• **Your task**
Without altering a single character, set down all of the data below.
- - - - - - -
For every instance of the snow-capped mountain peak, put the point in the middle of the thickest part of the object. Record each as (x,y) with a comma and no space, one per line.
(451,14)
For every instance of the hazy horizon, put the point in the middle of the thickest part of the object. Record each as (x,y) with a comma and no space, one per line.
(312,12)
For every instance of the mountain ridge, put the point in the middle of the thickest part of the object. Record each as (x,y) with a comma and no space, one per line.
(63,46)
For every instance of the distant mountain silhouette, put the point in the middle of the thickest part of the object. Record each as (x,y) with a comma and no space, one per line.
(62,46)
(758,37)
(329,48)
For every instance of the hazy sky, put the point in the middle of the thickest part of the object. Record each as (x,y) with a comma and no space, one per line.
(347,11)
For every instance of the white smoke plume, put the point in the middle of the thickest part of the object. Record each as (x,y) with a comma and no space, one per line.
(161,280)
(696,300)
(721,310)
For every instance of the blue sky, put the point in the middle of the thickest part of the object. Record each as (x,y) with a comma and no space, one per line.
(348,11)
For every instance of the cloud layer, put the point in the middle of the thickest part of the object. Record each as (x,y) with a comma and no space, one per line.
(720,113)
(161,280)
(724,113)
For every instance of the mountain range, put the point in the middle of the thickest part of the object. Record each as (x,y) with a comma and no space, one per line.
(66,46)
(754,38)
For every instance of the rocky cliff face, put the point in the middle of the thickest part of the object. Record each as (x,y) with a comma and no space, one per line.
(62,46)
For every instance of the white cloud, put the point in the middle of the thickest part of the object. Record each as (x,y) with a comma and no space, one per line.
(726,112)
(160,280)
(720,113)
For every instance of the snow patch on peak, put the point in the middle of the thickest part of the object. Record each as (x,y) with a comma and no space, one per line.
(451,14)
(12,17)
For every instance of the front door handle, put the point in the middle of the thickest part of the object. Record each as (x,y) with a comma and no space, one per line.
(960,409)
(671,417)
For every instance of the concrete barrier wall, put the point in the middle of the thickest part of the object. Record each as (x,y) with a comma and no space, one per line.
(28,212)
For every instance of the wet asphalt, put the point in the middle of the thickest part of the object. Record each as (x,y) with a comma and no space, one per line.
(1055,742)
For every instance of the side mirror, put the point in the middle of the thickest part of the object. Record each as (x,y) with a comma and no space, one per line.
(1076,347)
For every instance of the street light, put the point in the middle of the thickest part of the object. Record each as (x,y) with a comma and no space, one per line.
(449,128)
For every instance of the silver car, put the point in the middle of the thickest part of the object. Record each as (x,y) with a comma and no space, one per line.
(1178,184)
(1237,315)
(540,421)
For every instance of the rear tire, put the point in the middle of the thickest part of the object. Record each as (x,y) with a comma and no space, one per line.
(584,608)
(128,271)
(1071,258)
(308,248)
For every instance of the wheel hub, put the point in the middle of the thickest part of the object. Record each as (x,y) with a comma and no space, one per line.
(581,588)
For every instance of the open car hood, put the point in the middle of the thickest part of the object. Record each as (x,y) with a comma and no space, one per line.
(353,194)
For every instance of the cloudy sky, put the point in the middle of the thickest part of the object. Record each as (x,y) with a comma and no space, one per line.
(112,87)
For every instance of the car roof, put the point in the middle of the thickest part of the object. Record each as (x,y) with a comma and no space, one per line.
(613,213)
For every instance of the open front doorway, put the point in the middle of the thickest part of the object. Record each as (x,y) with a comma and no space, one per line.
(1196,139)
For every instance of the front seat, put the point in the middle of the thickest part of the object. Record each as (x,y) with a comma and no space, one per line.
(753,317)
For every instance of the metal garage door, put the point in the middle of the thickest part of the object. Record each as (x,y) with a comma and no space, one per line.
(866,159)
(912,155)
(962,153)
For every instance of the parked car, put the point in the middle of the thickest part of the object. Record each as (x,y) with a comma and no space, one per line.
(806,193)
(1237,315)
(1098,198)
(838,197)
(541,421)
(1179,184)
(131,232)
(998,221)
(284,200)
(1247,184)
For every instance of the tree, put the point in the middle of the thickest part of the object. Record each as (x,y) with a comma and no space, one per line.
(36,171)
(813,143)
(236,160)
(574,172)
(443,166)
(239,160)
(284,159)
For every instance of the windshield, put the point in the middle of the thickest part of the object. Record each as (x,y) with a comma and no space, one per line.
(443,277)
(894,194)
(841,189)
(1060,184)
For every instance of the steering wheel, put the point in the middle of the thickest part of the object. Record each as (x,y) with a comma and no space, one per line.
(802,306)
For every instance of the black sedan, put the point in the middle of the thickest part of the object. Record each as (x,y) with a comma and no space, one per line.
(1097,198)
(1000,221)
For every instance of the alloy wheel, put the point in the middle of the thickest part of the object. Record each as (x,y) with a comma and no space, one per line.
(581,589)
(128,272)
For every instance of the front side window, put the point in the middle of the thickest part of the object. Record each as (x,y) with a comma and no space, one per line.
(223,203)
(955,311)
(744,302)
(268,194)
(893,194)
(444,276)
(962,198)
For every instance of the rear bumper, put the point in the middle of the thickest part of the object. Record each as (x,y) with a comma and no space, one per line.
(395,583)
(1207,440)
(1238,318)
- - - - - - -
• **Response area**
For every instance of the snow-capped mountain peak, put the point in the middle of the thickest part of the object. Record each as (x,y) with a comma and no space, one per line.
(451,14)
For every instance of the hazy horizon, put the point in the middle of the thickest part of the object. Record each as (x,y) with a comma and no space, one per line.
(312,12)
For every instance of the mountain ridge, put the point in the middle of the thickest part of the object. Record each as (x,y) with a comma and no space, one per line.
(63,46)
For every instance of the distant mountain silhouette, put the point in the middle of the thickest part of the object. Record each as (x,y) with a comma and no space, one per line.
(62,46)
(758,37)
(329,48)
For every instance of the hazy sky, put the point in the middle of the thickest part of the object. Record each as (x,y) with a comma and no space, one per line.
(347,11)
For every instance of the white smoke plume, put the point in the middle of the thickest part of the object. Record each as (x,y) with a comma and no space, one per line.
(161,280)
(696,300)
(721,310)
For every instance of the blue sky, put the point in the middle of the thickest part of the object. Record each as (x,y) with a comma and no space, one per line.
(348,11)
For every instance of the cloud layer, put the point in the middle of the thickest part of the object. Record each as (x,y) with a comma and no space, one per line.
(720,113)
(161,280)
(724,113)
For every instance of the mountain range, put the point in the middle of the thickest part of the object. Record each as (x,y) with a comma and no space, one per line.
(66,46)
(754,38)
For every instance of the rocky cliff face, put the point in the middle of the thickest part of the object. Record each as (x,y) with a comma and no space, one per line.
(62,46)
For every instance of the white cloud, put the point in the middle of the thickest part of the object. Record each as (x,y) with a comma and no space, one per line.
(726,112)
(160,280)
(720,113)
For every instance of the snow patch on peak, put the point in the middle of the thickest part of the object. Record each as (x,y) with a comma and no space, one per line.
(451,14)
(12,17)
For every instance of the front door handle, put the point in the middle of the thickest part of the object. Record each as (x,y) with a comma and no space, one per line.
(960,409)
(671,417)
For every instance of the concrete barrier wall, put the point in the middle of the thickest part of the object. Record each as (x,y) with a comma and no space, one per line.
(28,212)
For every instance of the wet asphalt, put the point in the middle of the thickest part of the object. Record each as (x,y) with a comma and no space, one per line.
(1055,742)
For every instance of the side mirror, put the point in the middle of the thickest part of the object. Record each as (x,y) with a comma and no space, one per line.
(1076,347)
For every instance of the street light, put the point in the middle of the thickest part of the object. Record each as (x,y) with a comma and no space, one per line.
(449,128)
For every instance of the silver car, put the point in the middle of the thickest part of the object. Record each as (x,y) with a comma and no space, one per line.
(1178,184)
(1237,315)
(540,421)
For every instance of the rear tire, put the point in the middle of the thickest part of the object. Record each as (x,y) with a comma and no space, one per line.
(584,608)
(128,271)
(1071,258)
(308,248)
For every instance of the wheel hub, put the point in the middle of the thickest part of the object. Record each as (x,y) with a comma and no space, one per line.
(581,588)
For every instance of the open car hood, put the point in the middle of the thickest part of the object. Record each as (x,y) with a comma and no space, one per line.
(353,194)
For every instance of the cloudy sky, put the point in the middle of the thickest part of the object. Record each as (x,y) with a comma and no space, one per line.
(112,87)
For every instance of the car roof, put the point in the middle of the thickest part of the object. Record each as (x,y) with a comma and no space, one per line.
(613,213)
For every instance of the open front doorway, put the point in the middle of the thickest part of the object. Record each as (x,y) with a comma and no space, one per line.
(1196,139)
For every instance of the front seat, put the point in the middle of the thickest part of the object. Record each as (x,y) with a comma and no space, one per line.
(753,317)
For every instance of the metal garage door, put the point in the middle of the thickest part of the object. Record each as (x,y) with a comma and no space, one per line.
(866,159)
(912,155)
(962,153)
For every instance of the parked car, put the point in the middle of the thickest part of the object. Record each as (x,y) with a comma and no space, one per line.
(806,193)
(1237,315)
(1098,198)
(838,197)
(541,421)
(1179,184)
(131,232)
(998,221)
(284,200)
(1247,184)
For every instance of the tree, put the point in the middle of the thickest part of the object. Record each as (x,y) with a comma and no space, one per line.
(36,171)
(813,143)
(236,160)
(574,172)
(443,166)
(239,160)
(284,159)
For every instance of the windshield, put the point in the middle of the thickest part of the object. Record each as (x,y) with a comma and no space, one per line.
(443,277)
(894,194)
(841,189)
(1060,184)
For every instance of the steering wheel, put the point in the middle of the thickest part of the object. Record each as (x,y) with a comma and no space, one per line.
(802,306)
For every instance of the black sedan, put the point in the middle of the thickest part of the object. Record each as (x,y) with a comma and no space, one per line.
(1097,198)
(1000,221)
For every instance of the alloy wheel, put the point in the middle of the thickest part of the object. Record each as (x,y) with a comma and no space, one per line.
(581,589)
(128,272)
For every instance of the front side window, put the point in the middle of the thickest part of the object. Record each as (x,y) with a comma and no space, one per line.
(223,203)
(955,311)
(744,302)
(268,194)
(893,194)
(444,276)
(962,198)
For every instance of the rear bumper, put the point in the middle of the thickest part of the object. Record each as (x,y) with a comma and no space, one per line.
(395,583)
(1207,440)
(1238,318)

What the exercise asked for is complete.